___ Data provided ___

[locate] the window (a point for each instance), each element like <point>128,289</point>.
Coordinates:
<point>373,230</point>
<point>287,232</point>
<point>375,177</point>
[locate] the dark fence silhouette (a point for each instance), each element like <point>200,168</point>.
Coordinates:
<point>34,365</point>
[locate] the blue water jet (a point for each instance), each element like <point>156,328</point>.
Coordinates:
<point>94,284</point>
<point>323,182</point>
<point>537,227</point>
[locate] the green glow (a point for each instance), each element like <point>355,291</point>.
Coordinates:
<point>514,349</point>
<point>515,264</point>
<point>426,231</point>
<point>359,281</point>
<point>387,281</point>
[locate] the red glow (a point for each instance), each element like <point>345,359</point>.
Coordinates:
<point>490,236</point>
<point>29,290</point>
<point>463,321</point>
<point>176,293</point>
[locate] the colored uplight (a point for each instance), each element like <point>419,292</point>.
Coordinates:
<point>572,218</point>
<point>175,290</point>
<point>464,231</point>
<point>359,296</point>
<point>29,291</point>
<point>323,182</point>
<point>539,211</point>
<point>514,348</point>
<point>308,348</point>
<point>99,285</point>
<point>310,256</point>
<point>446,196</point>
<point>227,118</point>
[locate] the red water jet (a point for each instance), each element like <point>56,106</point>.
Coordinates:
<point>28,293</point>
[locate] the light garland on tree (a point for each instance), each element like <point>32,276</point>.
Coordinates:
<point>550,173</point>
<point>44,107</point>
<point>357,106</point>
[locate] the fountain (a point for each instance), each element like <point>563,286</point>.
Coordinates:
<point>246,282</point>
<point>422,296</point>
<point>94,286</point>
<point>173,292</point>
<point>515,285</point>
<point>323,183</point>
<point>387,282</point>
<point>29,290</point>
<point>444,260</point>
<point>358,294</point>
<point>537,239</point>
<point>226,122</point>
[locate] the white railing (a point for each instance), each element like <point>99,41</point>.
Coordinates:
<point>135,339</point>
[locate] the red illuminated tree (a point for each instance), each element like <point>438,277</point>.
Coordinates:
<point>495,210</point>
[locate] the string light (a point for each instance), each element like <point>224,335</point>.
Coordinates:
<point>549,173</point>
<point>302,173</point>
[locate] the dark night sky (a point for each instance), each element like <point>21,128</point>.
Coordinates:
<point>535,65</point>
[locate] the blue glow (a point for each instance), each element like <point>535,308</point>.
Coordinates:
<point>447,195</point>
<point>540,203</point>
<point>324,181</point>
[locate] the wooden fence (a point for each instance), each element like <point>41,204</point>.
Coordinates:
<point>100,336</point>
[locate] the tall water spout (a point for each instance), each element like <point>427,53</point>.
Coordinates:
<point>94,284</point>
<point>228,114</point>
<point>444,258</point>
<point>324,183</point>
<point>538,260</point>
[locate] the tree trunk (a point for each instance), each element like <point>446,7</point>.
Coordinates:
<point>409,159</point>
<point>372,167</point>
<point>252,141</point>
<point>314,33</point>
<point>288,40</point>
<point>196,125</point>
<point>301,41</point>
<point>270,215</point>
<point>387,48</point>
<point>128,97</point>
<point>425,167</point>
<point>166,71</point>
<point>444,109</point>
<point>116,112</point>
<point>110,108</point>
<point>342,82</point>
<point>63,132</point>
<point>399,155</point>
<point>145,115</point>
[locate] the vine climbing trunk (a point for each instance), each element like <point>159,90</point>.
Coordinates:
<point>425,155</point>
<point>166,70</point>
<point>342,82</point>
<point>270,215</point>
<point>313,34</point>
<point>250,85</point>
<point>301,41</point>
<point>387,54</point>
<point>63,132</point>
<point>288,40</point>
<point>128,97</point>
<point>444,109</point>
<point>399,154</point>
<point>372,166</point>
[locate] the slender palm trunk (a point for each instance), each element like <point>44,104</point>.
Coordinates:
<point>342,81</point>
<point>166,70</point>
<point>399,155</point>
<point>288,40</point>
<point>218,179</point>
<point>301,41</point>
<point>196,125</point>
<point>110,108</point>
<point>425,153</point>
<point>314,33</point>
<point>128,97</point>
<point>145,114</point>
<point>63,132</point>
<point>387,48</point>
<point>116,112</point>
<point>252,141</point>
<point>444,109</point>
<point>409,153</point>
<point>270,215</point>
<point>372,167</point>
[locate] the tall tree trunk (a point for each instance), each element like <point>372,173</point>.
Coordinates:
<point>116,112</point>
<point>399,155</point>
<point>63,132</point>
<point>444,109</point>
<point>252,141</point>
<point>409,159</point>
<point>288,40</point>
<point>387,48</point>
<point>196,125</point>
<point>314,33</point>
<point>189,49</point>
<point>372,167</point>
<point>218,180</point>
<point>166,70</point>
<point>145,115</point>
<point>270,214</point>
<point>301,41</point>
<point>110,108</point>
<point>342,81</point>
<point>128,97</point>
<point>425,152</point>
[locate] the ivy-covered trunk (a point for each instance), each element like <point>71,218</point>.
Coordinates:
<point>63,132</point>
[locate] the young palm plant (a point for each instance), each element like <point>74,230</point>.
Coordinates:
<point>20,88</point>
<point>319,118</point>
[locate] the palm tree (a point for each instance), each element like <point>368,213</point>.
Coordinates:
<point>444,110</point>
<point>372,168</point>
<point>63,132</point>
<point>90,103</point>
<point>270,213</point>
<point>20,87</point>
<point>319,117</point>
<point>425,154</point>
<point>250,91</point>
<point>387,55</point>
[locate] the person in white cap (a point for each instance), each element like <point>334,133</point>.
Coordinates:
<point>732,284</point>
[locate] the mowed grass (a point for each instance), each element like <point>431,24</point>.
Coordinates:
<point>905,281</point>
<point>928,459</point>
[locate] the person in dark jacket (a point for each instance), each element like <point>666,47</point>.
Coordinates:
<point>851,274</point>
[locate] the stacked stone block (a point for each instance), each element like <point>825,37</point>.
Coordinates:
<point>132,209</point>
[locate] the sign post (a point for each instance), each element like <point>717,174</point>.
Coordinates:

___

▸ **Exercise prompt**
Where a line in the records above holds the string "glow", it counts toward the total; give that total alone.

▸ **Result of this task**
3